_Supplied passage_.
^^^^^^^^^^^^^^^^
2013-09-17 14:33:34 未知

A motorcyclist in black leathers is hurtling along an empty highway. In the distance a scorched red wilderness lies vast and flat. Suddenly he unclasps the handlebars and stretches out his arms until they appear, Christ-like, at perfect right angles to his body. It is a skilful feat of daredevilry, and it looks exhilarating — an earthbound approximation of flight. Welcome to the Australian outback.

This is Approach to Mundi Mundi (2007), an eight-and-a-half-minute film by the Australian artist Shaun Gladwell, who is also an expert skateboarder. A kind of bushman Easy Rider, it is the perfect introduction to the Royal Academy’s enormous new survey of Australian art, not least because it revels in the great outdoors and captures a sensation of soaring, sunny freedom — especially if, like me, you are greeted by it after walking down a drizzle-sodden Piccadilly.

Gladwell’s film also alludes to another exhibit in the show, which happens to be one of Australia’s most famous paintings: Sidney Nolan’s Ned Kelly (1946, see below), in which a black-helmeted rider, this time a 19th-century outlaw on horseback, gallops across an empty yellow plain towards scrub and an azure sky. Nolan and Gladwell both distil the principal theme of the RA’s exhibition: man’s heroic relationship with the thrilling but unforgiving Australian landscape.

How can a single exhibition encapsulate the art of an entire continent? Of course it can’t, but this one, organised in collaboration with the National Gallery of Australia, and featuring more than 200 works of art dating back to 1800, makes a pretty good fist of it.

After Approach to Mundi Mundi, the first gallery presents a display of modern indigenous art, representing a tradition stretching back tens of thousands of years before the first Europeans even glimpsed the Australian mainland at the start of the 17th century. This is a clever move on the part of the curators, since these enormous, dazzling paintings are far more exciting than the tight, narrow-minded little pictures from the early colonial period that follow — and which, if the exhibition’s chronological arc had been strictly adhered to, should have come first.

The indigenous pieces, rippling with constellations of abstract swirls, squiggles and stippled patterns using the red-and-ochre palette of Australia’s wild interior, are an Aboriginal equivalent of Op Art or gestural Abstract Expressionism, infused with ancestral magic. With the appearance of embroidered blankets and aerial photographs of the bush, they manage to be homely and universal at the same time.

The colonial work, presenting spick-and-span settlements like clones of European towns gracing Australia’s neatly tended coast, are the last word in bourgeois tedium. When Aboriginal “natives” appear in these paintings, they are silhouetted stickmen designed to lend a smattering of exoticism, reminiscent of the little devils and pitchfork-wielding demons that crop up so frequently in medieval Western depictions of Hell. If these works had opened the exhibition, visitors would be rushing back to Piccadilly in a trice.
^^^^^^^^^^^^^^^^
_Required tasks_.
[a] Could you lay out the rows as a Markdown table with the columns Row and Line, numbering each line and leaving out blank ones, covering everything from the line that contains "flower in the photo above." down to the final row?
[b] Can you carry on the review of the Royal Academy's Australian art exhibition, picking up after its last sentence?

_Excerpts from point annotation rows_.
^^^^^^^^^^^^^^^^
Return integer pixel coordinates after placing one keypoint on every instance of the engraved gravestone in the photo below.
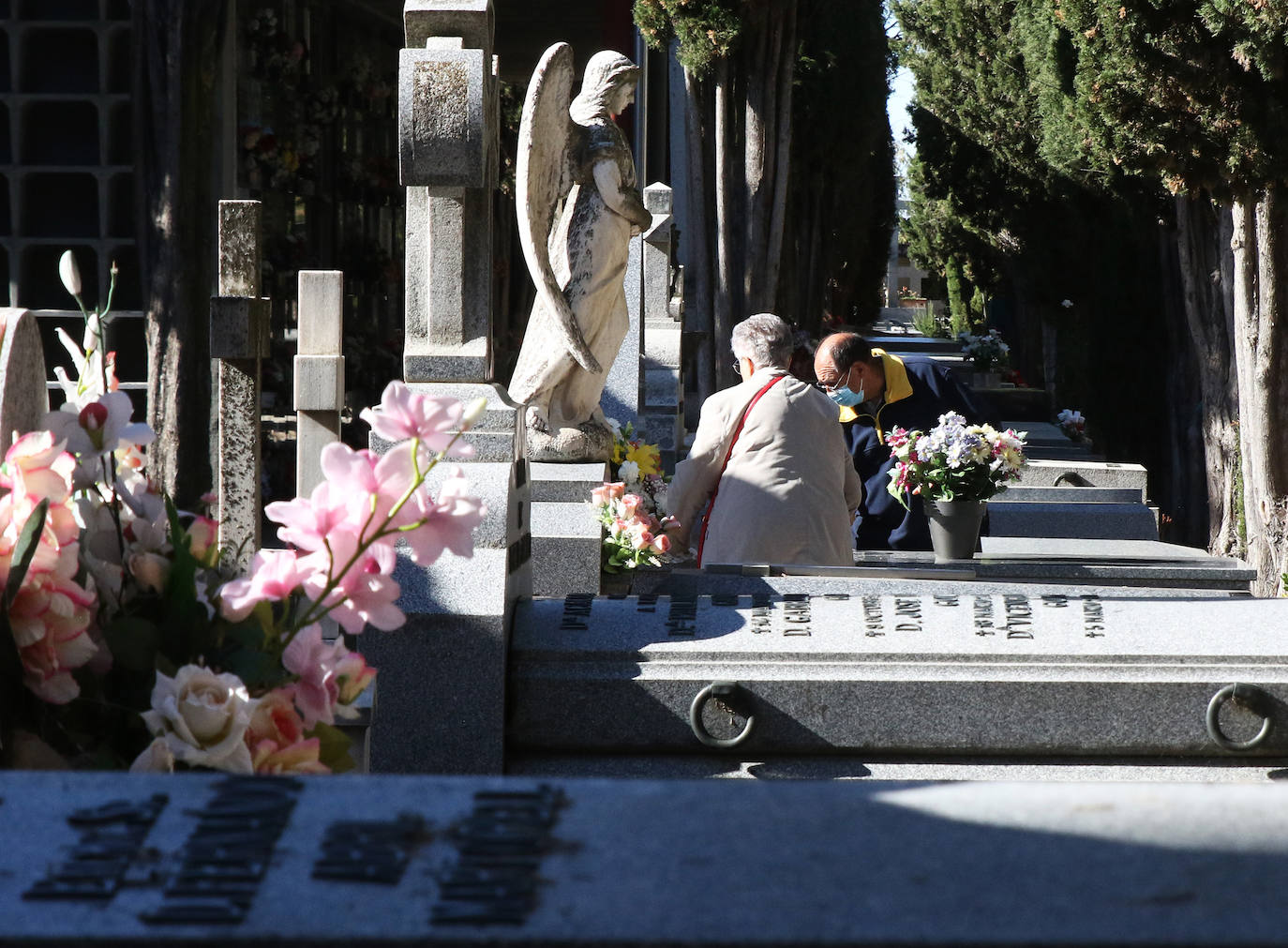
(200, 859)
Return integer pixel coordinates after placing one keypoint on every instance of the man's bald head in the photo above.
(846, 358)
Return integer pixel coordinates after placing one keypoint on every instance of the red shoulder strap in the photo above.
(706, 517)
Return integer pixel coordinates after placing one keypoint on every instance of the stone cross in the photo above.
(23, 393)
(664, 330)
(447, 93)
(319, 372)
(441, 703)
(238, 341)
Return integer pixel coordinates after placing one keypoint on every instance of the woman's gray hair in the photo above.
(764, 339)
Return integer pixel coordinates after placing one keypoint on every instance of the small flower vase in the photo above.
(954, 527)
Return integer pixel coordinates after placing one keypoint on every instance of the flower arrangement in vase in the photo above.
(127, 638)
(953, 468)
(987, 351)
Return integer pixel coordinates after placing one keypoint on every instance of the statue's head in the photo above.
(608, 83)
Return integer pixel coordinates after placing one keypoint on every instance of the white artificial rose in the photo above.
(202, 717)
(156, 759)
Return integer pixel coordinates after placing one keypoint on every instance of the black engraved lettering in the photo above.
(981, 612)
(110, 838)
(500, 845)
(874, 623)
(1019, 617)
(370, 850)
(1092, 617)
(796, 614)
(224, 858)
(681, 617)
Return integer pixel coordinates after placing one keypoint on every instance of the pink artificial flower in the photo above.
(372, 485)
(448, 523)
(202, 534)
(353, 674)
(309, 522)
(150, 569)
(99, 425)
(51, 619)
(37, 465)
(273, 576)
(319, 688)
(406, 414)
(364, 593)
(276, 719)
(300, 758)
^^^^^^^^^^^^^^^^
_Answers to each task_.
[a]
| Row | Line |
|---|---|
| 1 | Return integer pixel coordinates after placing one keypoint on every instance of the pink artificial flower in the photo above. |
| 2 | (372, 485) |
| 3 | (448, 523) |
| 4 | (202, 534) |
| 5 | (353, 674) |
| 6 | (309, 522) |
| 7 | (150, 569) |
| 8 | (99, 425) |
| 9 | (51, 619) |
| 10 | (37, 465) |
| 11 | (273, 576) |
| 12 | (319, 688) |
| 13 | (406, 414) |
| 14 | (364, 593) |
| 15 | (276, 719) |
| 16 | (300, 758) |

[b]
Thankfully, as the 19th century wore on, artists working in Australia began to hit their stride, even if they were following movements that had already found favour in Europe. There are several grand oil paintings by the Vienna-born artist Eugene von Guérard, who arrived in Victoria in 1852. His Ferntree Gully in the Dandenong Ranges (1857) is an overwhelming composition anticipating The Day of the Triffids, in which rampant prehistoric ferns crowd the view like a horde of ferocious barbarians.

The later decades of the 19th century belonged to the generation of Australian Impressionists that included Tom Roberts, who studied at the Royal Academy Schools in the early 1880s, Frederick McCubbin, Arthur Streeton and Charles Conder. These young men set about establishing a distinctive school of national painting, portraying, in the words of Roberts, “a life different from any other country in the world”. Roberts’s A Break Away! (1891) is typical: a whirl of dust-bowl activity in which a skilful stockman on horseback struggles to contain his stampeding flock.

Streeton’s famous Golden Summer, Eaglemont (1889), the first painting by an Australian-born artist to hang in the Royal Academy, is a more gentle take on a pastoral theme. In these years, artists imagined Australia as a land of hardship but also beauty, blessed with gigantic gum trees and abundant sunlight.

During the 20th century, as the seedlings of Modernism flourished in the soil of Australian culture, the country’s artists imbued the landscape of their homeland with a sense of unsettling psychology. This is visible, for instance, in Albert Tucker’s oil-on-cardboard Sunbathers (1944), in which misshapen bodies on a beach look like pink-and-crimson shrimps griddled on some infernal barbeque beneath a glowering sky.

The painting feels like a riposte to Charles Meere’s Australian Beach Pattern (1940), which freeze-frames a crowd of pleasure-seekers in swimwear relaxing on a beach. There is something almost fascistic about their groomed appearances and taut, pumped-up physiques — they interact with all the spontaneity of a tightly orchestrated fashion shoot.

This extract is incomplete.